Exercise details :: Retype the material that follows, keeping every word as it is.

>> Begin Task inputs

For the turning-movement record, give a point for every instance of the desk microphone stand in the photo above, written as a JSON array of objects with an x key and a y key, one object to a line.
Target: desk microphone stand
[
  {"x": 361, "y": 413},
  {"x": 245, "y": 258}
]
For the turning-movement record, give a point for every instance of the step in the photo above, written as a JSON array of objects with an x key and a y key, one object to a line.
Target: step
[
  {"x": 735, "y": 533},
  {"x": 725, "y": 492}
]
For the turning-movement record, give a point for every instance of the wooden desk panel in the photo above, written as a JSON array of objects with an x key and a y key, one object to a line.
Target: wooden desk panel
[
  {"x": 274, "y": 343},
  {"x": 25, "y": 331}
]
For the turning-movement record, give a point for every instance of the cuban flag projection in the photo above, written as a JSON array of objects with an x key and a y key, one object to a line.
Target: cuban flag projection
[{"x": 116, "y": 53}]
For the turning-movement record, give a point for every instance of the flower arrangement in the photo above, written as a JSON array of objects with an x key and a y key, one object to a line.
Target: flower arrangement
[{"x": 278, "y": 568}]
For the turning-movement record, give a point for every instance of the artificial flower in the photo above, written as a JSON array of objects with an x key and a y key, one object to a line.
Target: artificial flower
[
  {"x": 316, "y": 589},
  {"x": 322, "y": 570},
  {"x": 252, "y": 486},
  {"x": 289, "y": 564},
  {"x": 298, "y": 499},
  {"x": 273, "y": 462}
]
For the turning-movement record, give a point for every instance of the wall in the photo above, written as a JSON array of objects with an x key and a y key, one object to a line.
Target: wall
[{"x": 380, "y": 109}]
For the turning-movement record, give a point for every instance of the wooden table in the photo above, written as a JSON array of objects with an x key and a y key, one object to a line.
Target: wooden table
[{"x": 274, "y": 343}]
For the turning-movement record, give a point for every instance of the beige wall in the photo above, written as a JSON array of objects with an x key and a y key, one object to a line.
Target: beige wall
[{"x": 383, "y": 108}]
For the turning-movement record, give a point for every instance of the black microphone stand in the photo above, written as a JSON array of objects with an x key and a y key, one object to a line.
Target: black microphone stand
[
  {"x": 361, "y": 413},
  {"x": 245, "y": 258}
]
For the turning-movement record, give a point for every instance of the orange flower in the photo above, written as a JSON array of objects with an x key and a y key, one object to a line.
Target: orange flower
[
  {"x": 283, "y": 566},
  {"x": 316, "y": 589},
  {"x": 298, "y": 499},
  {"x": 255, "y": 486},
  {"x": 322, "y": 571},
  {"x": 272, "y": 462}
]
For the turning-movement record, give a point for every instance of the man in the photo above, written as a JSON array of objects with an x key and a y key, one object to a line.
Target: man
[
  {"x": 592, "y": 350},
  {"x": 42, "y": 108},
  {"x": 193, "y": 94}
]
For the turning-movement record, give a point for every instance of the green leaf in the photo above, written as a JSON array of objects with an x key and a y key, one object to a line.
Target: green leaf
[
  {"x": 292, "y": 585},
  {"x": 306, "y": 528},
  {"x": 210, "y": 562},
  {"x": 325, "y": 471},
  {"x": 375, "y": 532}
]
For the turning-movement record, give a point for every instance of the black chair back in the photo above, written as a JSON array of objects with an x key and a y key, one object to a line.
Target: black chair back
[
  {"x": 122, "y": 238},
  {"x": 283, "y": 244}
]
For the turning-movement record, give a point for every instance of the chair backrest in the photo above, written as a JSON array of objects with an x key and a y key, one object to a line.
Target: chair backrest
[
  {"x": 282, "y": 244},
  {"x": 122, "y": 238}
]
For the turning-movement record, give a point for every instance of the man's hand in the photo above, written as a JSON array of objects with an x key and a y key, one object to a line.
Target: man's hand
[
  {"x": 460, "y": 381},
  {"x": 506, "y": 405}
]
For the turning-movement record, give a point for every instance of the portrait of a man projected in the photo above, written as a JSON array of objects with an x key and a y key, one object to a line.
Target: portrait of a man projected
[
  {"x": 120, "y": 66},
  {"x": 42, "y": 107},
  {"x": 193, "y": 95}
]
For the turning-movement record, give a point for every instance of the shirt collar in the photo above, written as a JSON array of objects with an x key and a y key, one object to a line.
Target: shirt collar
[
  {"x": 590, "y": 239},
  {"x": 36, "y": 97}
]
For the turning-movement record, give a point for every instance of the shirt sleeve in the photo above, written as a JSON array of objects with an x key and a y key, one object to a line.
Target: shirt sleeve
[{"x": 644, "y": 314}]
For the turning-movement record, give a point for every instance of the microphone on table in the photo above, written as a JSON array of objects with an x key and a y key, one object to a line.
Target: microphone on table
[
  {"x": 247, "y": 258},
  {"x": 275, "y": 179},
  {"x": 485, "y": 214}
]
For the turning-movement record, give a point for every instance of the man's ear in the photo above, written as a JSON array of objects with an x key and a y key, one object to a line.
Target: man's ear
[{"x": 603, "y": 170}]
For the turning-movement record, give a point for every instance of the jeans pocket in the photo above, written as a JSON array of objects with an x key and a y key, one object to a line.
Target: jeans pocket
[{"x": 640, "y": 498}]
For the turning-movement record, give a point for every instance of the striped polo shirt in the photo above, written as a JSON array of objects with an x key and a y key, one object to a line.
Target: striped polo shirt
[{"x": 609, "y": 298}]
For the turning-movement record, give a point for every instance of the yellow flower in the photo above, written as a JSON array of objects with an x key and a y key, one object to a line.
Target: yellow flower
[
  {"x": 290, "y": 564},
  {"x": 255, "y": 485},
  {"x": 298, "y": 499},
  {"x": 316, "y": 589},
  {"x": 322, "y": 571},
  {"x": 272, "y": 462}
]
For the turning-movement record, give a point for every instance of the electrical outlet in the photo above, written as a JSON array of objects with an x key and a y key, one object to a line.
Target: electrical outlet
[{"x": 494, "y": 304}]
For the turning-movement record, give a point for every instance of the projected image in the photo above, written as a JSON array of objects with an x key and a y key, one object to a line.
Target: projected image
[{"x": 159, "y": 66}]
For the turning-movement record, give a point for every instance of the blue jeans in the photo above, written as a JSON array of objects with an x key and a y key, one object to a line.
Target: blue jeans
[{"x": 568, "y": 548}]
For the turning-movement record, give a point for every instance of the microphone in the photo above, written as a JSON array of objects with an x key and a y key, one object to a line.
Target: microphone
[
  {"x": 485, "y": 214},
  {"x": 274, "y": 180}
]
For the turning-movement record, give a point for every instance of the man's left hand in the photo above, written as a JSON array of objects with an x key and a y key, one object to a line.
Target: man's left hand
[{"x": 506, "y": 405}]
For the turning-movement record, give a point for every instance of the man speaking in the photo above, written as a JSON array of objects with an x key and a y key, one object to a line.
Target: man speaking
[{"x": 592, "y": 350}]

>> End Task inputs

Expected answer ::
For the turning-movement record, give a point for every instance of the desk microphone stand in the photo above, written as a JSON array of objects with an x key and a y key, one object to a line.
Target: desk microphone stand
[
  {"x": 361, "y": 413},
  {"x": 245, "y": 258}
]
For the turning-movement record, give a point for every instance of the step in the photo above, written as a JSON array of objects with an x key and a y key, one object to a line.
Target: step
[
  {"x": 735, "y": 533},
  {"x": 725, "y": 492}
]
For the turning-movement record, give a point for every instance of the wooden desk panel in the photo above, written as a JSON array of objects with an x key and a y key, one object to a line.
Target: wooden desk panel
[
  {"x": 274, "y": 343},
  {"x": 25, "y": 331}
]
For the turning-movement record, give a point for every instance of the cuban flag projection in the photo above, written as a JSON array of objects with an x key and a y key, one object to a line.
Target: cuban flag projection
[{"x": 116, "y": 53}]
For the turning-movement record, give a point for every instance of the flower arrangement in the photo above, written as a JSON array of objects with an x key and a y key, one object to a line.
Target: flower arrangement
[{"x": 278, "y": 568}]
For the turning-movement record, give a point for every instance of the artificial flower in the photo above, written as a JSON array of objects with an x key and a y key, one object to a line.
Target: artificial flower
[
  {"x": 316, "y": 589},
  {"x": 322, "y": 570},
  {"x": 252, "y": 486},
  {"x": 289, "y": 564},
  {"x": 298, "y": 499},
  {"x": 273, "y": 462}
]
For the turning-movement record, give a point for every instance of the wall in the photo above, written as a JSON array of objects with an x key and a y key, one object to a line.
Target: wall
[{"x": 380, "y": 109}]
For the turning-movement record, give a point for every instance of the wooden table in the photo above, written as a JSON array of objects with an x key and a y key, one object to a line.
Target: wooden table
[{"x": 274, "y": 343}]
For the turning-movement record, give a point for every instance of the beige wall in the photo above, written as a JSON array of objects with an x key and a y key, one object to a line.
Target: beige wall
[{"x": 383, "y": 108}]
For the turning-movement record, give a point for every instance of the black microphone stand in the photo above, written as a JSON array of objects with an x key and a y key, one object to a line.
Target: black microphone stand
[
  {"x": 361, "y": 413},
  {"x": 245, "y": 258}
]
For the turning-movement record, give a point for every instance of the orange flower in the photo above, written as a JSON array of objects with an x key and a y key, one object to a line.
Target: orange flower
[
  {"x": 283, "y": 566},
  {"x": 316, "y": 589},
  {"x": 298, "y": 499},
  {"x": 255, "y": 486},
  {"x": 322, "y": 571},
  {"x": 272, "y": 462}
]
For the turning-movement record, give a point for every instance of the man in the photo above, written as a JSON array of objects with an x key and a y key, one object to a line.
Target: man
[
  {"x": 592, "y": 350},
  {"x": 42, "y": 108},
  {"x": 193, "y": 94}
]
For the turning-movement record, give a point for every instance of the green leaf in the photo above, written as a JSON array of objects with an x key and a y key, one object to a line.
Target: green leaf
[
  {"x": 292, "y": 585},
  {"x": 306, "y": 528},
  {"x": 210, "y": 562},
  {"x": 325, "y": 471},
  {"x": 375, "y": 532}
]
For the turning-movement record, give a point for every instance of the black chair back in the photo above, written as a JSON array of objects with an x key and a y key, one object to a line.
Target: black chair back
[
  {"x": 122, "y": 238},
  {"x": 283, "y": 244}
]
For the turning-movement record, give a point for every instance of the chair backrest in the photo above, written as a JSON array of objects with an x key and a y key, one object to a line.
Target: chair backrest
[
  {"x": 282, "y": 244},
  {"x": 122, "y": 238}
]
For the turning-movement record, give a point for every instance of the man's hand in the photo above, written as a JSON array of objects with an x key and a y key, one object to a line.
Target: man's hand
[
  {"x": 460, "y": 381},
  {"x": 506, "y": 405}
]
For the turning-movement record, give a point for every instance of the portrait of a man projected in the photo above, written as a JSON array of objects with an x key and a y key, one object to a line.
Target: portrait of a man projected
[
  {"x": 120, "y": 66},
  {"x": 42, "y": 107},
  {"x": 193, "y": 95}
]
For the turning-movement record, give a point for every instance of the shirt collar in the photo above, written as a JSON array of objects with an x key and a y key, one object to a line.
Target: shirt collar
[
  {"x": 590, "y": 239},
  {"x": 36, "y": 97}
]
For the turning-movement record, give a point for every instance of the shirt sleeve in the photo above, written as a JSON array of objects with an x key and a y key, one object to a line.
Target: shirt sleeve
[{"x": 644, "y": 314}]
For the turning-movement record, give a point for every instance of the microphone on table in the photo above, written as a JSON array of objects with an x key and a y key, one object to a line.
Target: microphone on table
[
  {"x": 247, "y": 258},
  {"x": 275, "y": 179},
  {"x": 485, "y": 214}
]
For the turning-movement record, give a point for every instance of the man's ear in the photo above, written as a JSON array of objects with an x key and a y key, one object to a line.
Target: man's ear
[{"x": 603, "y": 170}]
For the turning-movement record, give a point for every instance of the jeans pocket in the photo above, written as a JSON array of objects with an x key and a y key, one object to a line.
Target: jeans pocket
[{"x": 640, "y": 498}]
For the turning-movement record, give a point for every instance of the striped polo shirt in the photo above, written as a JSON array of objects with an x key and a y key, one object to a line.
Target: striped polo shirt
[{"x": 609, "y": 298}]
For the turning-movement record, give a point for every instance of the yellow flower in the photo above, written as a JSON array of objects with an x key and a y key, one object to a line.
Target: yellow flower
[
  {"x": 290, "y": 564},
  {"x": 255, "y": 485},
  {"x": 298, "y": 499},
  {"x": 316, "y": 589},
  {"x": 322, "y": 571},
  {"x": 272, "y": 462}
]
For the turning-movement record, give a point for every instance of the electrical outlet in the photo above, written as a JSON array of objects with an x key and a y key, one object to a line.
Target: electrical outlet
[{"x": 494, "y": 304}]
For the turning-movement record, give a point for every instance of the projected image in the photo above, written as a JSON array of objects with an x key and a y key, one object to a line.
Target: projected image
[{"x": 159, "y": 66}]
For the turning-movement record, give a point for every instance of the blue jeans in the photo above, written as a JSON array of objects with an x key and a y key, one object to a line.
Target: blue jeans
[{"x": 568, "y": 548}]
For the turning-movement record, give a point for every instance of the microphone in the photo above, written as a JSON array of objects with an x key and a y key, one object to a line.
Target: microphone
[
  {"x": 485, "y": 214},
  {"x": 274, "y": 180}
]
For the turning-movement record, give a point for every instance of the man's left hand in the photo above, written as a JSON array of objects with an x key and a y key, one object to a line.
Target: man's left hand
[{"x": 506, "y": 405}]
For the turning-movement record, give a point for every instance of the man speaking in the photo above, written as a JSON array of objects with an x key and a y key, one object to a line.
Target: man speaking
[{"x": 592, "y": 350}]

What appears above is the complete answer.